Extrait du document |

Intervention de Robert Hue au Sénat dans le débat du projet de Loi sur l’ouverture du mariage aux personnes de même sexe.
Pour voir la vidéo, cliquez sur ce lien ou la photo.
Monsieur le Président, Madame la Ministre, mes chers collègues,
L’Histoire de la République est une promesse, celle de la marche vers l’égalité de tous les citoyens, sans distinction de quelque sorte. Car comme le disait Montesquieu, « l’amour de la démocratie est celui de l’égalité ». Madame la Garde des Sceaux, il est de l’honneur du Gouvernement de la République auquel vous appartenez de continuer à donner vie à cette belle promesse, en soumettant au Parlement le projet de loi ouvrant le mariage aux couples de même sexe.
Ce texte vient traduire dans notre droit la proposition de campagne du candidat François Hollande que j’ai soutenu comme des millions de Français. Il va enfin concrétiser, pour des milliers de couples et de familles, un principe d’égalité de traitement et de considération, la reconnaissance d’un statut juridique identique, sans distinction portant sur des aspects ne relevant que de la vie privée.

Entrées affichées |
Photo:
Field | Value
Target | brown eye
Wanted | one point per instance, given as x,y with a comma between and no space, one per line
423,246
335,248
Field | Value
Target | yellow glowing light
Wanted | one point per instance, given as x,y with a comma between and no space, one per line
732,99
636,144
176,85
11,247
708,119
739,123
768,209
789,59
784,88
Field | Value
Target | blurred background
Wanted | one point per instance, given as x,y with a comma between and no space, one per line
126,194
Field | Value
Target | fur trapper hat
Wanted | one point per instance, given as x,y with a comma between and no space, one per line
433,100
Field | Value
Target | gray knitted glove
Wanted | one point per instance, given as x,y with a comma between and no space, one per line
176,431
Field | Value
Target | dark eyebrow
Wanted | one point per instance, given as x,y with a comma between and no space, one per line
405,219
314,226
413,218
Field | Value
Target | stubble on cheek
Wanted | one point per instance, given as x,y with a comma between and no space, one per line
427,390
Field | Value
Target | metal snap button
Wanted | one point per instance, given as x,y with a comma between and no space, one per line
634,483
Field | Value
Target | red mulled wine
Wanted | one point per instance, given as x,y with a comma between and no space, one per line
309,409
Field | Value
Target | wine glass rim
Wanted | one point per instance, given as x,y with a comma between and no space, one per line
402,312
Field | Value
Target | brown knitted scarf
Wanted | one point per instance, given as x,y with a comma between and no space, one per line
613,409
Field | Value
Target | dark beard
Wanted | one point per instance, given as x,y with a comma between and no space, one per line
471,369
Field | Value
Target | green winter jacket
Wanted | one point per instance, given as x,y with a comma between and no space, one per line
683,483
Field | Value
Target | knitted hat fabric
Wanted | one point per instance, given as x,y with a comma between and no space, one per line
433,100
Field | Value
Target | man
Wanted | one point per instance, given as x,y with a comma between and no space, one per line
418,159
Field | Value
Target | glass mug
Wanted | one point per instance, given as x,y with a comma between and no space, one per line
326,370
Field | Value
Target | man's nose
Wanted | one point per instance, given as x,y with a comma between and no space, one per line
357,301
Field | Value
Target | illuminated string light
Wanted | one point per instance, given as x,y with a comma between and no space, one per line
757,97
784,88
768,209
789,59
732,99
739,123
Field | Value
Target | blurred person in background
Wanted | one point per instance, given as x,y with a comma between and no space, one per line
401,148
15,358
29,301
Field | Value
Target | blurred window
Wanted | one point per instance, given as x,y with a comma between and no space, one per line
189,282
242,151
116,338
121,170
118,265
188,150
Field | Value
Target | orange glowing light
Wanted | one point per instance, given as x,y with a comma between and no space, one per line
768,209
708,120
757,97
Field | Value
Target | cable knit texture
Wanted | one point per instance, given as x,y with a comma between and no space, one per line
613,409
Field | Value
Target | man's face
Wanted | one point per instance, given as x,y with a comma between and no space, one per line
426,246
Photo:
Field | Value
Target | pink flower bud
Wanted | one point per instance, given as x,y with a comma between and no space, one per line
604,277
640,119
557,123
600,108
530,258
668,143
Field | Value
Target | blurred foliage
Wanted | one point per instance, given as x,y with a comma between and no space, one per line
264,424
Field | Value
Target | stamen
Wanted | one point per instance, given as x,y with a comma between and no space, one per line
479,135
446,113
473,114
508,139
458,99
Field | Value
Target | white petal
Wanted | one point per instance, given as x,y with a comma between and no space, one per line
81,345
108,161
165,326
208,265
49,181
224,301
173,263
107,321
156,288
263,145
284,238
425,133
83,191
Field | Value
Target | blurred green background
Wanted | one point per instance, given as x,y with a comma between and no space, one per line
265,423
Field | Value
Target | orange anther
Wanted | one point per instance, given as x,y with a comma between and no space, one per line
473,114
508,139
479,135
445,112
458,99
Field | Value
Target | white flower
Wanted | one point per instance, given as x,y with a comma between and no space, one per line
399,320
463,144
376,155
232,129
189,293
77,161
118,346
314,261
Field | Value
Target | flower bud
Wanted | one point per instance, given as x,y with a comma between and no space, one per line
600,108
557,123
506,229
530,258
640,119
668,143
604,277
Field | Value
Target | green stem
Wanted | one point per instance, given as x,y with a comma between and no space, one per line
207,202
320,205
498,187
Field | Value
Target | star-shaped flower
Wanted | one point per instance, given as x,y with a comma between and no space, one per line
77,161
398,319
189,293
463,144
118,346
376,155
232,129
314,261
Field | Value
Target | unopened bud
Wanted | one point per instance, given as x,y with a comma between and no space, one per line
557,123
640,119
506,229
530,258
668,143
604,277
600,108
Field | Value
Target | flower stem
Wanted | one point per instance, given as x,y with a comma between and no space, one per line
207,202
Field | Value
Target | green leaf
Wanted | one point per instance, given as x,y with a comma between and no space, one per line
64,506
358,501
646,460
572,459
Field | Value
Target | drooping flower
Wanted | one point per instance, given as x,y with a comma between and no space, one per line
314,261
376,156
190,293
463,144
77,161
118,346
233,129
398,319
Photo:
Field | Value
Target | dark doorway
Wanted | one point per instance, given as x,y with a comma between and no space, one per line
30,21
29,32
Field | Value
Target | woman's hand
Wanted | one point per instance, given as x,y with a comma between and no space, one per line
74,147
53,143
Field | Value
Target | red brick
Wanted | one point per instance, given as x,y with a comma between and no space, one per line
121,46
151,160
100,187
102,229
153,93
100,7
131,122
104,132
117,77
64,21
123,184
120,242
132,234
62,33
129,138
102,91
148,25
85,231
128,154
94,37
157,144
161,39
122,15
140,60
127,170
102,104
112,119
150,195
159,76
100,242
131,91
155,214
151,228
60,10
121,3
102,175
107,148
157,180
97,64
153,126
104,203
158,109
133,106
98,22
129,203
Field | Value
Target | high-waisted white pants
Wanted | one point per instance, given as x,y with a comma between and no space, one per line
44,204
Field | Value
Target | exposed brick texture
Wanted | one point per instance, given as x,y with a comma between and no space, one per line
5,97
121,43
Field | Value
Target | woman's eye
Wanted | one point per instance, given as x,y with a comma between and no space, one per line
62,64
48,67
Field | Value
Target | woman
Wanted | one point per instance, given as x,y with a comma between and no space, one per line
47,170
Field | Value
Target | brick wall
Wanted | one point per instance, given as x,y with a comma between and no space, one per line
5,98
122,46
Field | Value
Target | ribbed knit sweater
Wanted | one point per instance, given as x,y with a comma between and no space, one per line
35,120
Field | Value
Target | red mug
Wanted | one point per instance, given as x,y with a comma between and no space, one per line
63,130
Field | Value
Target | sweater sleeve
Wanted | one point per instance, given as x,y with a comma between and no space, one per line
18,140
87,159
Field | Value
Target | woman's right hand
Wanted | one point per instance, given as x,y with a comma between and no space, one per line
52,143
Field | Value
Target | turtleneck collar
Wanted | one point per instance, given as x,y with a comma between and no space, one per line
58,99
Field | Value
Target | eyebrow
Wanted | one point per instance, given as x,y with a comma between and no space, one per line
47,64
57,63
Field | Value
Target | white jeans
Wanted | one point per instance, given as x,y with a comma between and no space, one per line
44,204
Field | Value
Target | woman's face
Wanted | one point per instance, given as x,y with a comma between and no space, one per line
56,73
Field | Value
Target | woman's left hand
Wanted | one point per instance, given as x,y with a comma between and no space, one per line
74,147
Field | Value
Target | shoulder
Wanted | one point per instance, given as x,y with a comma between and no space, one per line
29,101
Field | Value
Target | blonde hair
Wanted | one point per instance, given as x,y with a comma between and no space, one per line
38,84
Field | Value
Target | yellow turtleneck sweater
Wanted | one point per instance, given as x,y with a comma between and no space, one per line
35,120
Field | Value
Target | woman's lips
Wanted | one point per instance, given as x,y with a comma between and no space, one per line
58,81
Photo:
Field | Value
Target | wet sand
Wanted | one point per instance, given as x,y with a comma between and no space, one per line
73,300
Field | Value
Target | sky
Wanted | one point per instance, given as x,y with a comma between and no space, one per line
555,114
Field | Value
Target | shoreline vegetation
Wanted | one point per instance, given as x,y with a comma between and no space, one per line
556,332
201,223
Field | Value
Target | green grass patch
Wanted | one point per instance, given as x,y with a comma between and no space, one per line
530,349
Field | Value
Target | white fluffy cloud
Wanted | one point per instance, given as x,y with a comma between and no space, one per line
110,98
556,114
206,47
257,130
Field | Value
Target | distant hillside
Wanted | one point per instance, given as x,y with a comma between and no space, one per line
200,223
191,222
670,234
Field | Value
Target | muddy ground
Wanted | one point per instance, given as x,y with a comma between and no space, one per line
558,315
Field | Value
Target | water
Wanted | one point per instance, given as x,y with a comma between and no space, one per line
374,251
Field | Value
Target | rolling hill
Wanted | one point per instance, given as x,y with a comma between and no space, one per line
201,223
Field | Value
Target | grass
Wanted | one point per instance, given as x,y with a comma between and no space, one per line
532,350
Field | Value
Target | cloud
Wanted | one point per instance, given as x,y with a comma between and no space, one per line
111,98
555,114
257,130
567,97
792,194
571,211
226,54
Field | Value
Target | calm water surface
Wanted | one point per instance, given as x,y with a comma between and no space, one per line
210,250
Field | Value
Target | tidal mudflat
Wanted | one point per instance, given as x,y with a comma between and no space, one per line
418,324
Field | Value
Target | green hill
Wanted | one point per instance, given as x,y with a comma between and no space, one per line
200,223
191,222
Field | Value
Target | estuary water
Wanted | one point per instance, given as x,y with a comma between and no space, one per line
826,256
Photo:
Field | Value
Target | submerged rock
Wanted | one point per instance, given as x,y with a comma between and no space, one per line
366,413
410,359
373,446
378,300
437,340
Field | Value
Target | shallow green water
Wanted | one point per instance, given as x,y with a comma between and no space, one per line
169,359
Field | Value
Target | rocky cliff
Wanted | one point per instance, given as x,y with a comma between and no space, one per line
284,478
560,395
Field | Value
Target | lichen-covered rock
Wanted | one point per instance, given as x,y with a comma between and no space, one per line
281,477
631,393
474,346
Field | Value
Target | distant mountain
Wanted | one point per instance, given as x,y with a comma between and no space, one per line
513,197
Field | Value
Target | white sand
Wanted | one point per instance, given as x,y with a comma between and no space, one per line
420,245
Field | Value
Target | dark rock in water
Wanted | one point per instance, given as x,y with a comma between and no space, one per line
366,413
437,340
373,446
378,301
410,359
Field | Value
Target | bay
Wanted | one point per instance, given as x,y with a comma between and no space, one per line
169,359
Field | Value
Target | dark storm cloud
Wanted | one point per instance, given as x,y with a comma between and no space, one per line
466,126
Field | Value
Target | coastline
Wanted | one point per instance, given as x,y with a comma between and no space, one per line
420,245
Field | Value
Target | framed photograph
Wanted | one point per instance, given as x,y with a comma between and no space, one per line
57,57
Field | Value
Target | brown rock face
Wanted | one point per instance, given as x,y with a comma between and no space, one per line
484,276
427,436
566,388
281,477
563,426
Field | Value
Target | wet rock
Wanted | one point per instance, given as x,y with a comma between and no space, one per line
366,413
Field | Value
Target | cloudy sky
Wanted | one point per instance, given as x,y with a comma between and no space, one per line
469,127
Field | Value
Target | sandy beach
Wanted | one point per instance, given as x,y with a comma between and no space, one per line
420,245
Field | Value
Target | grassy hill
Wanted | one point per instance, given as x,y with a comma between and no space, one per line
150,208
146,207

Consignes |
1. Reproduisez à l'identique le passage de l'intervention au Sénat allant de "Ce texte vient" jusqu'à "la vie privée.".
2. Extrayez des entrées chaque ligne contenant la chaîne "distant".

Résultats obtenus |
1.
Ce texte vient traduire dans notre droit la proposition de campagne du candidat François Hollande que j’ai soutenu comme des millions de Français. Il va enfin concrétiser, pour des milliers de couples et de familles, un principe d’égalité de traitement et de considération, la reconnaissance d’un statut juridique identique, sans distinction portant sur des aspects ne relevant que de la vie privée.

2.
Target | distant hillside
Target | distant mountain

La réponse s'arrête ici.